(Point-per-instance localization data)
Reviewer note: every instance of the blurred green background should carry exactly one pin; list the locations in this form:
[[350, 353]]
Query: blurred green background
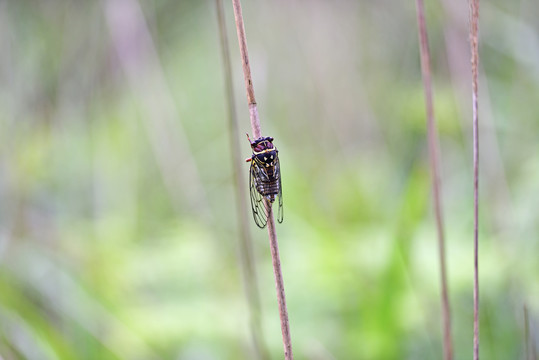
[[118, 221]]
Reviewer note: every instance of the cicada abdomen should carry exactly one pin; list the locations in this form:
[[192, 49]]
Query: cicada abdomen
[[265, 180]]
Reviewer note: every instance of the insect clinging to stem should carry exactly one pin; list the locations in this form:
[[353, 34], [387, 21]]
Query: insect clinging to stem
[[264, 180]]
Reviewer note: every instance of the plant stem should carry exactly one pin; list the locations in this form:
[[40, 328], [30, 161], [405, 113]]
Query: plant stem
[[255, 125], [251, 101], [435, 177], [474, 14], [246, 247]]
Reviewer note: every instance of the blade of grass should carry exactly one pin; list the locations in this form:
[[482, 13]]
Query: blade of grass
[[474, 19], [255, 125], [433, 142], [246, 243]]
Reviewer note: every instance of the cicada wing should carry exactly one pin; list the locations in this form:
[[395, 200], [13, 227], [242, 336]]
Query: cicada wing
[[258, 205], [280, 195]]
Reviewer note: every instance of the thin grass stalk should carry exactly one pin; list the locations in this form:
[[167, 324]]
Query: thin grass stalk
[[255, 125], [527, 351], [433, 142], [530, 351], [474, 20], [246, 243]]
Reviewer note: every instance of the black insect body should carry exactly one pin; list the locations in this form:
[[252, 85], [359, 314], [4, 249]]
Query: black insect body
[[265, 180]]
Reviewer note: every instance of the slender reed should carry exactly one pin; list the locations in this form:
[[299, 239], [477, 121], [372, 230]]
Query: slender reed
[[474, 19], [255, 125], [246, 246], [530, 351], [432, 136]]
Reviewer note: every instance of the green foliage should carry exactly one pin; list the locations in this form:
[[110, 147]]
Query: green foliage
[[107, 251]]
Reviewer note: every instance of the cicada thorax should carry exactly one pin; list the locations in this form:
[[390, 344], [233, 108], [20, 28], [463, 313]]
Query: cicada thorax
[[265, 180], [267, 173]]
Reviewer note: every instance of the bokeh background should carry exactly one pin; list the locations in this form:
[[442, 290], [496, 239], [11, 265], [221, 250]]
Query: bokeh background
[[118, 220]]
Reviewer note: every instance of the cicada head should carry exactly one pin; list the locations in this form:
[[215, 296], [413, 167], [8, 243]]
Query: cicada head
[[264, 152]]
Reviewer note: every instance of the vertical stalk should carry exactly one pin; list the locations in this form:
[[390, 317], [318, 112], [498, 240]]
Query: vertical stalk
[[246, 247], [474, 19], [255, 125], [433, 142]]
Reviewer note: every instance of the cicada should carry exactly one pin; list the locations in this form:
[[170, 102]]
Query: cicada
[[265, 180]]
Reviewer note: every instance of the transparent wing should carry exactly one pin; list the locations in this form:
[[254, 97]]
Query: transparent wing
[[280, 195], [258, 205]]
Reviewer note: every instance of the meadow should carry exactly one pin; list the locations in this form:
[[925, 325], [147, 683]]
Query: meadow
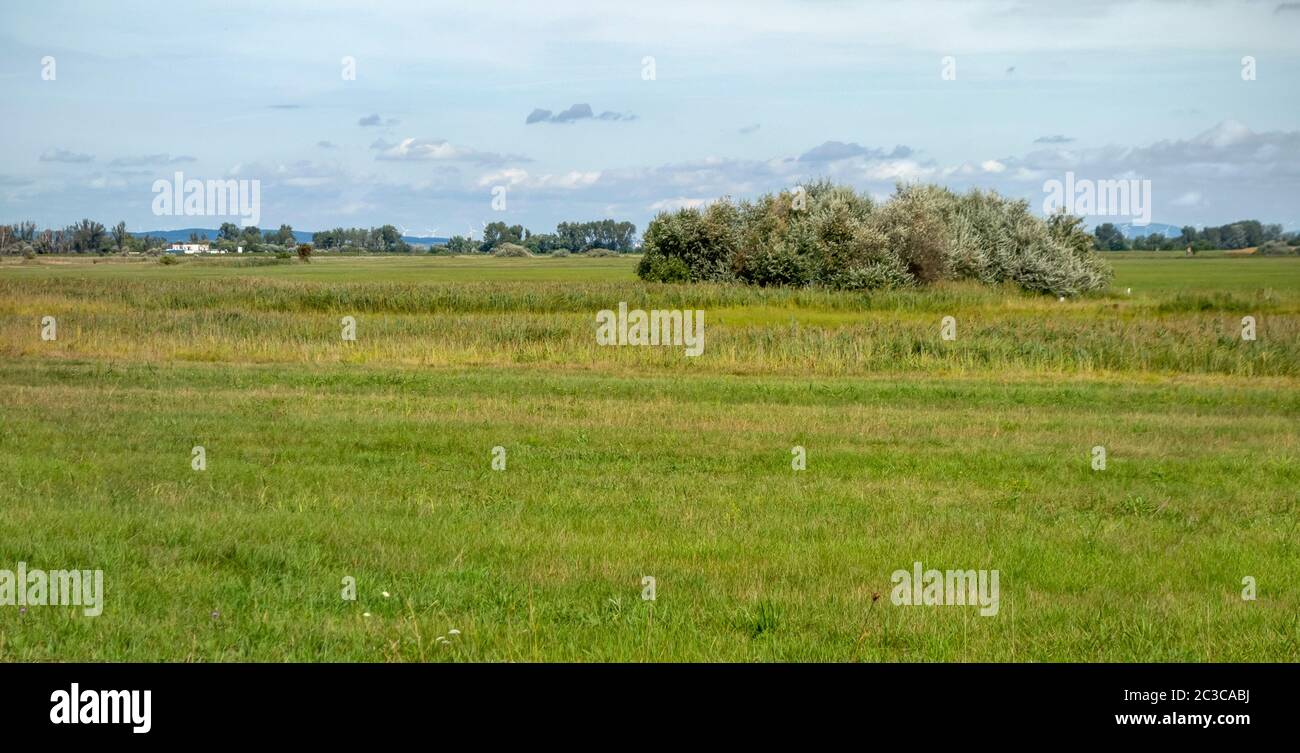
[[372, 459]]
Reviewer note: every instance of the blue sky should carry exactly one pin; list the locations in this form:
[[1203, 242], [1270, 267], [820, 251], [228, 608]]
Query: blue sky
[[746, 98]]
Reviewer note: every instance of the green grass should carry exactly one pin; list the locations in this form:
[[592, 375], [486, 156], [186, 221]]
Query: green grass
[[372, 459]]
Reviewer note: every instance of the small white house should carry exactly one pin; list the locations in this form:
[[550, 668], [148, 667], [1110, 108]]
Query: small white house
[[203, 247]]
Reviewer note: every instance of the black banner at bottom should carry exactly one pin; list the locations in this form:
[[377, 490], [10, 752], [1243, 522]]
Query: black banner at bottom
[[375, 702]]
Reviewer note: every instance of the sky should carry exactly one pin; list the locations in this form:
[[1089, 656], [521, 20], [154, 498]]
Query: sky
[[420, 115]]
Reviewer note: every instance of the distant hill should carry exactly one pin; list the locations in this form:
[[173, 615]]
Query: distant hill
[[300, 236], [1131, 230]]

---

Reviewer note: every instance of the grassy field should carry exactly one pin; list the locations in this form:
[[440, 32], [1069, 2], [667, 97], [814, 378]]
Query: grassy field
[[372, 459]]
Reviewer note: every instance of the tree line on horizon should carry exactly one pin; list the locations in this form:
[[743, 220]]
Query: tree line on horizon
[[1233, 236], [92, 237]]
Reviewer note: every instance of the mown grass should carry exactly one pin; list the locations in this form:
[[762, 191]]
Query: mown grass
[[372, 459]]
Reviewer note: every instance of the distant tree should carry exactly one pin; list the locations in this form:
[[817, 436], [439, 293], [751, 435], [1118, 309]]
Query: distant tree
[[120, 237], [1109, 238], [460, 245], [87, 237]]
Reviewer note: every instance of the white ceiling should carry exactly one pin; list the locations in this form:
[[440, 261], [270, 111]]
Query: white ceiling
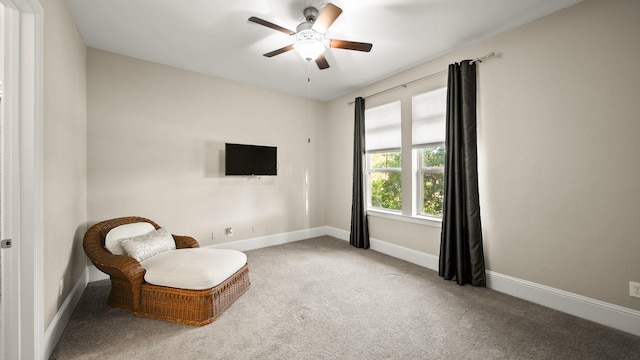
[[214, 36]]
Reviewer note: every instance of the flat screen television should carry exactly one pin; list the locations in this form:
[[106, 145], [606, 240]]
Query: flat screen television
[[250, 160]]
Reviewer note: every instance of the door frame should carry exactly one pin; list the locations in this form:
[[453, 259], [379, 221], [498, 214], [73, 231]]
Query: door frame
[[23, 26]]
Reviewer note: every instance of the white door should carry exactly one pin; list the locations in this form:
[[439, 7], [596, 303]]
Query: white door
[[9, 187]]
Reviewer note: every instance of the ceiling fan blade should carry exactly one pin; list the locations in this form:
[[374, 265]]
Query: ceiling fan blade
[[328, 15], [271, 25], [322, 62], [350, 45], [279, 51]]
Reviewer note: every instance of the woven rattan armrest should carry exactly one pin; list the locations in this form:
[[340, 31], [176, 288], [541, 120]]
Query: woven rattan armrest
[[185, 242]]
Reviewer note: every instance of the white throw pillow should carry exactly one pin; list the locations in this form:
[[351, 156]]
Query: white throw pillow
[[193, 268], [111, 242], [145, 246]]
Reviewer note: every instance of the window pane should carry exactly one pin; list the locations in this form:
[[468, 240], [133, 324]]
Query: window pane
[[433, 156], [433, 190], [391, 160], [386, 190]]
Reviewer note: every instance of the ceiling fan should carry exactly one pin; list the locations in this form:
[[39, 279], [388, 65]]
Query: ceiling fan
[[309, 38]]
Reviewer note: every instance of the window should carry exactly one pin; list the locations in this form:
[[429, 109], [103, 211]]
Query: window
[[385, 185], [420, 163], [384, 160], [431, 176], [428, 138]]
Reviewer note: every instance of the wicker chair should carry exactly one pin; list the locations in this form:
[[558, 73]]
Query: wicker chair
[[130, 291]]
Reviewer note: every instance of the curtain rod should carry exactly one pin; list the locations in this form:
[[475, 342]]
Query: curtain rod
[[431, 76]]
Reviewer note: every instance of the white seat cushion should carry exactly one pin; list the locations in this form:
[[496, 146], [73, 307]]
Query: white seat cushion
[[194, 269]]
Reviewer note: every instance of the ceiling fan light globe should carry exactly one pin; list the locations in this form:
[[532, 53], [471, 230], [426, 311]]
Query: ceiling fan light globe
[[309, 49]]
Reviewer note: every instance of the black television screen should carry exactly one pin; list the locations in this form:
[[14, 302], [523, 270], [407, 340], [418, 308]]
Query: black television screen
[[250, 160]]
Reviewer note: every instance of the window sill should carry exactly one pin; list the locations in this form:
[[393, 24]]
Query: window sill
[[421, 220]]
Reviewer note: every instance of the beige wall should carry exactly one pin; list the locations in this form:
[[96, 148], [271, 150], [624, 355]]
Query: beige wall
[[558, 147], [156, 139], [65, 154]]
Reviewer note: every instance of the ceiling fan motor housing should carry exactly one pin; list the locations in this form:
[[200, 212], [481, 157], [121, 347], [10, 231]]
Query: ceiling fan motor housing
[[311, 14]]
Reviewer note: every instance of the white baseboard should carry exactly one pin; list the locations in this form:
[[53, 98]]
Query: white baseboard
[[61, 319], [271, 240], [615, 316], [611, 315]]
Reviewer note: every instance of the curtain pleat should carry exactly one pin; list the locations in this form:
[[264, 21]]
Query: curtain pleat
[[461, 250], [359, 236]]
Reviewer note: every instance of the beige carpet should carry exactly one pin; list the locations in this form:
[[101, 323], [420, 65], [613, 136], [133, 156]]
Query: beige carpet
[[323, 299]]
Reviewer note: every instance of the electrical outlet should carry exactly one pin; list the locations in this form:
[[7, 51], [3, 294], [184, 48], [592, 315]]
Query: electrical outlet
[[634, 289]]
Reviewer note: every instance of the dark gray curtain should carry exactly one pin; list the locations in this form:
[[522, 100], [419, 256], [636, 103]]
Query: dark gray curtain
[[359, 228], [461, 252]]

What to produce: All lines above from the one with "Query: door frame" to the one with "[[374, 265]]", inclusive, should be copied exactly, and no other lines.

Result:
Query: door frame
[[23, 26]]
Reviewer note: every instance of the white door should carry exactly one pin; list the locations in this form:
[[439, 7], [596, 303]]
Query: white door
[[9, 187]]
Reviewer note: every instance of the ceiling fan blade should carry exactly one pin; list the locations in this form:
[[374, 265]]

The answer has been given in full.